──────── INFORMATION GIVEN ────────
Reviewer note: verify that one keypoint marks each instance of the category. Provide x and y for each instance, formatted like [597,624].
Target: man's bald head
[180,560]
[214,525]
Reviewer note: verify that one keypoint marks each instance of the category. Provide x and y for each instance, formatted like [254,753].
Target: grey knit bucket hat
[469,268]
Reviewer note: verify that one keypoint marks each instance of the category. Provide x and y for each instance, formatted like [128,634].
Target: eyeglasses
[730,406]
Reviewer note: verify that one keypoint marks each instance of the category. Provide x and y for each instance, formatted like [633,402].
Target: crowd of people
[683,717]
────────
Generate an exact reproduction of all entries.

Reviewer note: verify that one keypoint marks each instance of the category. Provide x and y for each instance, formatted like [597,624].
Target: man's bald head
[180,560]
[214,525]
Reviewer note: verify that one keypoint marks each instance of the category. Provide x and y for each instance, formatted like [254,753].
Target: grey knit bucket hat
[469,268]
Reviewer note: verify that one keypoint marks each instance of the category. Provide x and y for each instance, formatted like [128,634].
Target: eyeglasses
[730,406]
Reviewer note: verify that one keypoint marks each instance of the category. Provide x and y for each instance, formatted like [633,402].
Target: crowd of people
[683,717]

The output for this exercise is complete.